## Texte extrait
---*---
Participation des Autochtones au service militaire canadien : Contextes historique et contemporain
John Moses
(suite)
On peut dire que vers le milieu du XIXe siècle, la fortune et les perspectives des collectivités des Premières nations dans le centre et l'est de l'Amérique du Nord britannique avaient changé dramatiquement. Ces collectivités n'étaient désormais plus en mesure, en temps de conflit, de se mobiliser sous leur propre leadership autochtone. À l'aube du XXe siècle, les membres des Premières nations qui voulaient démontrer l'allégeance continue de leur collectivité à l'autorité militaire de la Couronne devaient le faire en s'enrôlant individuellement comme soldats dans les forces armées du Dominion du Canada.
---*---
## Exercices écrits
(1) Extrayez des enregistrements chaque ligne où figure le mot "stone", en tenant compte de la casse.
(2) Poursuivez le texte sur le service militaire des Autochtones au Canada après sa dernière phrase.

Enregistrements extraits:
---*---
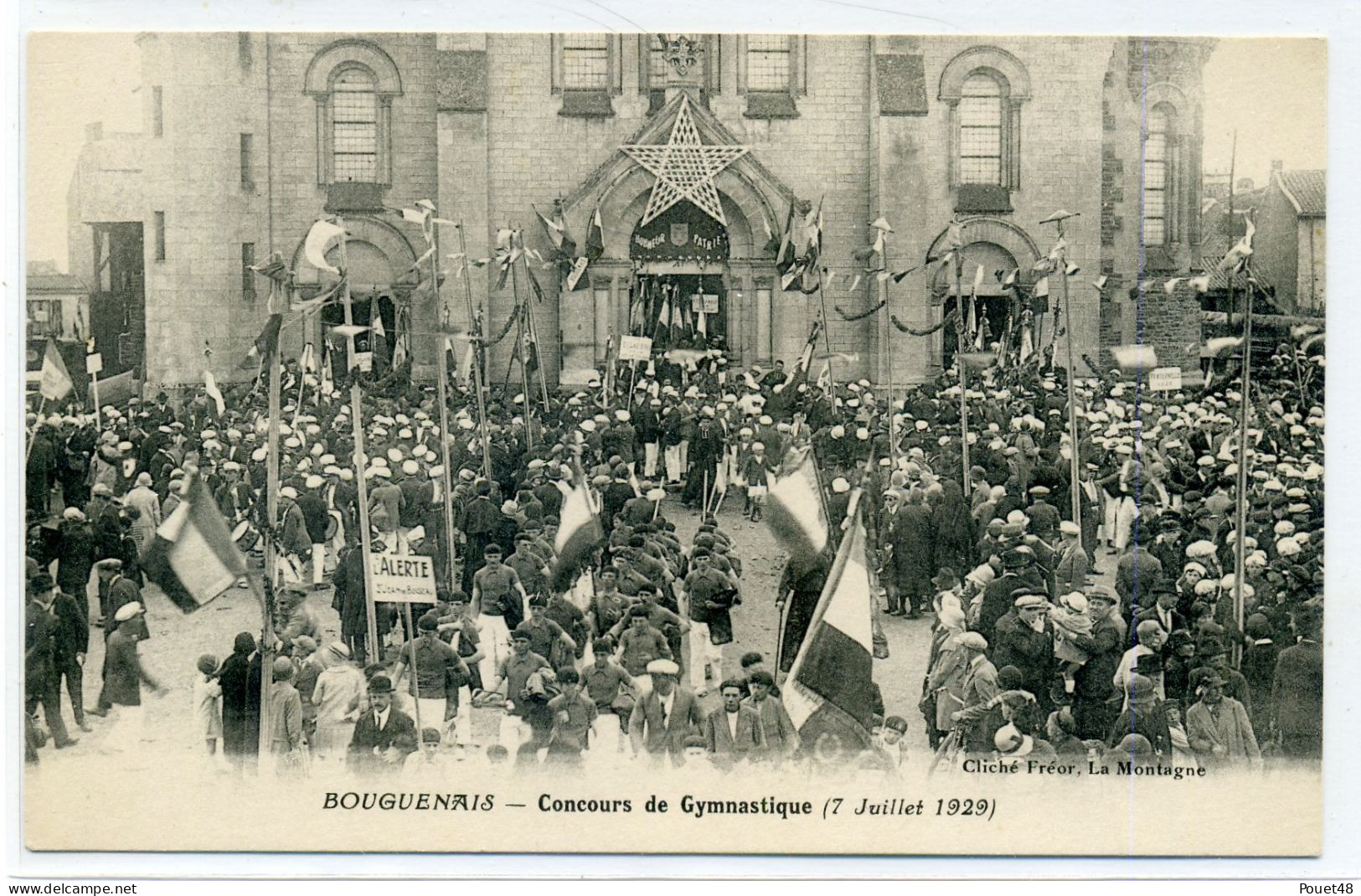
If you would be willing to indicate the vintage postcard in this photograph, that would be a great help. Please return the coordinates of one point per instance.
(674, 443)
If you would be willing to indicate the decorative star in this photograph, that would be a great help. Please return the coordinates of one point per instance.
(685, 167)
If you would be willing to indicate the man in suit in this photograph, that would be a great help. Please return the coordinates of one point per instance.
(977, 688)
(1297, 689)
(733, 733)
(1070, 569)
(1164, 611)
(383, 735)
(43, 631)
(663, 719)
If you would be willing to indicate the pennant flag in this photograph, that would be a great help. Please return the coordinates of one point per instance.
(315, 247)
(796, 515)
(344, 331)
(56, 382)
(1237, 256)
(1221, 345)
(192, 557)
(787, 255)
(210, 386)
(954, 236)
(829, 691)
(265, 343)
(554, 228)
(595, 237)
(575, 278)
(1136, 357)
(579, 534)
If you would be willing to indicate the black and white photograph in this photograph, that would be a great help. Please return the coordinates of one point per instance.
(504, 433)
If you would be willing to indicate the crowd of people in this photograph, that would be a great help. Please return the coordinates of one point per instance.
(1029, 651)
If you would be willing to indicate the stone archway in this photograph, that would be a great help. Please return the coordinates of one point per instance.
(380, 260)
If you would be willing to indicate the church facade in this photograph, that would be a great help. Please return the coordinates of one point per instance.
(690, 152)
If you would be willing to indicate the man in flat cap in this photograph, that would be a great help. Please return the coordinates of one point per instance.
(662, 719)
(381, 733)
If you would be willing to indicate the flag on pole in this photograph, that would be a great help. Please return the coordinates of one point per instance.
(315, 247)
(796, 515)
(595, 237)
(192, 557)
(56, 382)
(210, 386)
(579, 533)
(265, 343)
(827, 693)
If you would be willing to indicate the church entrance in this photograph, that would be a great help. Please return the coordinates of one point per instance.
(679, 295)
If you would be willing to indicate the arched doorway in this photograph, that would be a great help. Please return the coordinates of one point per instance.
(679, 296)
(381, 281)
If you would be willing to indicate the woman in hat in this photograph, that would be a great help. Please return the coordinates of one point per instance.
(337, 698)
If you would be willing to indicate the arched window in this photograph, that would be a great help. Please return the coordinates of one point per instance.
(980, 130)
(354, 85)
(984, 89)
(1160, 178)
(354, 127)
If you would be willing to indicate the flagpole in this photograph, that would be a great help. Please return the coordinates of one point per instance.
(1074, 471)
(359, 459)
(534, 324)
(523, 352)
(271, 545)
(442, 394)
(475, 327)
(1245, 413)
(882, 322)
(958, 361)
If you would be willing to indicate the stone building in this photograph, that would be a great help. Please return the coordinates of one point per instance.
(248, 138)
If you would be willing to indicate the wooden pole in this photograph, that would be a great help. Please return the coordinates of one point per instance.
(475, 327)
(522, 331)
(1074, 470)
(958, 361)
(33, 436)
(271, 543)
(442, 394)
(359, 458)
(518, 239)
(884, 328)
(415, 681)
---*---
## Corrigé par exercice
(1)
If you would be willing to indicate the stone archway in this photograph, that would be a great help. Please return the coordinates of one point per instance.
If you would be willing to indicate the stone building in this photograph, that would be a great help. Please return the coordinates of one point per instance.

(2)
Sur le plan socio-politique aussi bien que dans les affaires militaires, les Premières nations ont répondu de différentes manières aux défis et aux occasions offerts par les réalités des conflits armés. Ces comportements des Premières nations étaient différents l'un de l'autre peu importe le gouvernement, qu'il soit européen, colonial ou national. Ils incluent ceux manifestés durant la période historique où les diverses puissances européennes et coloniales recherchaient activement l'aide de certains peuples des Premières nations à titre d'alliés de plein droit dans la poursuite d'objectifs militaires et stratégiques conjoints, mais également les comportements manifestés à l'occasion des guerres modernes du XXe siècle. Dans un cas comme dans l'autre, de nombreux Autochtones, hommes et femmes, ont collectivement ou individuellement décidé d'appuyer l'effort de guerre soit par des activités contributrices au pays ou en s'enrôlant. D'autres groupes et personnes se sont rangés derrière une série d'arguments soigneusement raisonnés pour justifier leur position de neutralité ou de non-participation.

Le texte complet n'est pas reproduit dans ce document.